═════ Provided information

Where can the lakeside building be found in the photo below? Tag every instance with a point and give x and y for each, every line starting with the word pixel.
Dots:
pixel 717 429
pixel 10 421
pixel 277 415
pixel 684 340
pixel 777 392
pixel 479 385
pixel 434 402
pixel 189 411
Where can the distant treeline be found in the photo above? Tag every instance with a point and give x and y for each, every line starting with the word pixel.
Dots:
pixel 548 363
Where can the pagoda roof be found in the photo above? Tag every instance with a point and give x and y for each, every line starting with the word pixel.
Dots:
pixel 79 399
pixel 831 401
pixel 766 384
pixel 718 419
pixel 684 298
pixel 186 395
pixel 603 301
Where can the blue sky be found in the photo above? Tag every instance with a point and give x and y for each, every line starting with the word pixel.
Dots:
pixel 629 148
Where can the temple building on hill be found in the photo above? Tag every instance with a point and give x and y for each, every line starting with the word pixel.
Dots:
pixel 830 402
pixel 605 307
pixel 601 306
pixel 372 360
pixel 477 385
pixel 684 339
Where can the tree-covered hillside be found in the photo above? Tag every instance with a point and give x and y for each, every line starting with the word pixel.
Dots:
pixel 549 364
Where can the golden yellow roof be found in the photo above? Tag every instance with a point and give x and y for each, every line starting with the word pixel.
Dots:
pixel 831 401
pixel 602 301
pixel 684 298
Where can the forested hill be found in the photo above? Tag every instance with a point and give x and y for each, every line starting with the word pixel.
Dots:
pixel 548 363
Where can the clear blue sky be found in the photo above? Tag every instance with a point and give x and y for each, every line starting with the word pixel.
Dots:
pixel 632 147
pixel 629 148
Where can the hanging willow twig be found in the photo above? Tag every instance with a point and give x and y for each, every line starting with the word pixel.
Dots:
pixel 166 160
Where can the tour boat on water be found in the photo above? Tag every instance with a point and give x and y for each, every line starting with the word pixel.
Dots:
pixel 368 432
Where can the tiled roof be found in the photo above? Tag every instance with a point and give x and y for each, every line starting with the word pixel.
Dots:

══════════

◆ Task prompt ◆
Rewrite the part of the entries that opens with the line containing "Where can the golden" and closes with the final entry. Change every "Dots" there to "Points" and leave everything else unchanged.

◆ Worked answer ◆
Where can the golden yellow roof be found in the photo above? Tag every instance with a point and give x and y for each, every line starting with the word pixel.
Points:
pixel 831 401
pixel 602 301
pixel 684 298
Where can the forested hill be found in the photo above? Tag every instance with a point and give x and y for each, every line starting with the word pixel.
Points:
pixel 548 363
Where can the clear blue sky be found in the photo above? Tag every instance with a point and give x and y for each, every line starting with the word pixel.
Points:
pixel 632 147
pixel 629 148
Where can the hanging willow twig be found in the photo above? Tag every instance with a point and give x and y for each, every line starting with the word pixel.
Points:
pixel 166 160
Where can the tour boat on water be found in the photo above? Tag every instance with a point and give x and y for each, every line starting with the word pixel.
Points:
pixel 368 432
Where can the tiled roof be found in the photo above? Tag every instance with a point and give x and y for each, every line starting with the word pixel.
Points:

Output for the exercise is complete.